# Super Clyde Tubeless



## Sasquatch1413 (Nov 6, 2008)

I'm 6'4" and 320lbs. Been trying to find a tubeless setup for my 29er on the rear but am having some issues. I run the front tubeless with no problems. I run an MTX33 rim out back and run it tubeless without a rim strip or ghetto. Just running sealant and stans tape. 

First tried a WTB Dissent tire and got a lot of burping even at 35-40 psi. I attributed this to the stiff wire bead and its lack of flexibility. So I bought a Geax Gato TNT. The Gato fits super tight, has an awesome flexible UST bead, but I still got some burping albeit very minimal compared to the Dissent.

Does the MTX33 just stink as a tubeless rim or is it just my girth ripping the tire off the bead? It only burps when I hit rocks/roots at an angle and I'm sitting down. Just wondering if any other super clydes run tubeless and have good luck with it. Maybe burping is just a fact of life.


----------



## GTscoob (Apr 27, 2009)

Sasquatch1413 said:


> It only burps when I hit rocks/roots at an angle and I'm sitting down. Just wondering if any other super clydes run tubeless and have good luck with it. Maybe burping is just a fact of life.


Try standing up more often and balancing your weight between the wheels? Ride better lines?

Burping is not a fact of life and can be quite dangerous. I'd look at both improving your line-picking and riding technique, let the bike flow under you. Ride light on the pedals. Starting out on rigid bikes teaches folks to ride better but so many people these days jump ride on duallies and dont ever learn these skills.

§ EXERCISE TASKS:
**a)** In the tubeless thread, what tire did Sasquatch1413 buy after the WTB Dissent?
**b)** Rewrite the records from the line containing "Compliance review item #7: evidence of black labrador" through the end of the records, replacing "exact" with "precise" and leaving everything else unchanged.

§ RAW DATA:
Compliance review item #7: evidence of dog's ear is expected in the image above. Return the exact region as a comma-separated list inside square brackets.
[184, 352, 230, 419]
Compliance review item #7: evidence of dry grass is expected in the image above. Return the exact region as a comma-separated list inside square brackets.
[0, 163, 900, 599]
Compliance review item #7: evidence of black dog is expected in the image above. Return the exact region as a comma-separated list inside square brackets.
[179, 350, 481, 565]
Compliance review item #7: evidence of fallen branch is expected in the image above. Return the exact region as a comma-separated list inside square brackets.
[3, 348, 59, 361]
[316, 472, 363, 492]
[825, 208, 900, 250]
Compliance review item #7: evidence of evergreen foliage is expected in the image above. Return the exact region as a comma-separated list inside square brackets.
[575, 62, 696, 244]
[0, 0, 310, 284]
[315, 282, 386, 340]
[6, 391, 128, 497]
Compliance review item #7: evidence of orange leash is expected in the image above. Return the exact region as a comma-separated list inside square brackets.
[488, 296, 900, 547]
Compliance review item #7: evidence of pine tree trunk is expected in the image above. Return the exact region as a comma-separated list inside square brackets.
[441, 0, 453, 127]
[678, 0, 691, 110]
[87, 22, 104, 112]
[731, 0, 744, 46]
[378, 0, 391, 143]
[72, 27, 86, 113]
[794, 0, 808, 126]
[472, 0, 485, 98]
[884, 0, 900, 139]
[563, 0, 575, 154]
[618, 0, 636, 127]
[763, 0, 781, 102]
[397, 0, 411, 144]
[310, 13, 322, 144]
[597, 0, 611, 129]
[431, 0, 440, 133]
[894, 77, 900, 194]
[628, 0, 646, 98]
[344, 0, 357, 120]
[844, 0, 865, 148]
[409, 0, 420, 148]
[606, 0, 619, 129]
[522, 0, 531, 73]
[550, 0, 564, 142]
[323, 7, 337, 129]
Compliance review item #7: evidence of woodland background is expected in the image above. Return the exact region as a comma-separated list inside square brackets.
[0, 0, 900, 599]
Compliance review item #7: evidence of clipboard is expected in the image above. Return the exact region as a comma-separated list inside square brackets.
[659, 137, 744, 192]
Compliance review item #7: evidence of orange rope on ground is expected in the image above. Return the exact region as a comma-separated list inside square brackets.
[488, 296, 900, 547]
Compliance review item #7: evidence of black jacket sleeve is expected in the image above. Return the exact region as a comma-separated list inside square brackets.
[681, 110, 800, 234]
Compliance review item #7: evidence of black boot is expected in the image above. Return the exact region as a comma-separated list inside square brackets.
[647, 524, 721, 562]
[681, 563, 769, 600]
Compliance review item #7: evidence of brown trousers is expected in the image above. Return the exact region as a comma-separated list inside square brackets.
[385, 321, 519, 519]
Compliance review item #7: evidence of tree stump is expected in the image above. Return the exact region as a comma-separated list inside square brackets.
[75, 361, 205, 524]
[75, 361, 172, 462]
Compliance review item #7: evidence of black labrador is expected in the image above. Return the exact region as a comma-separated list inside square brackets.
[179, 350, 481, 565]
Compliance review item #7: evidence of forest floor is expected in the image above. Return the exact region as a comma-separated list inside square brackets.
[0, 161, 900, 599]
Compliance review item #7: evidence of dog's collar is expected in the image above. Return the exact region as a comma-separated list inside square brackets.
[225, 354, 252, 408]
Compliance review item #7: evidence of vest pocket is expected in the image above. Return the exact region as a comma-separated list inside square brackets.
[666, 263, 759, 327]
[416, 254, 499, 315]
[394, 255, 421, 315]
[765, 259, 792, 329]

§ ANSWERS TO THE EXERCISES:
**a)** A Geax Gato TNT.

**b)**
Compliance review item #7: evidence of black labrador is expected in the image above. Return the precise region as a comma-separated list inside square brackets.
[179, 350, 481, 565]
Compliance review item #7: evidence of forest floor is expected in the image above. Return the precise region as a comma-separated list inside square brackets.
[0, 161, 900, 599]
Compliance review item #7: evidence of dog's collar is expected in the image above. Return the precise region as a comma-separated list inside square brackets.
[225, 354, 252, 408]
Compliance review item #7: evidence of vest pocket is expected in the image above. Return the precise region as a comma-separated list inside square brackets.
[666, 263, 759, 327]
[416, 254, 499, 315]
[394, 255, 421, 315]
[765, 259, 792, 329]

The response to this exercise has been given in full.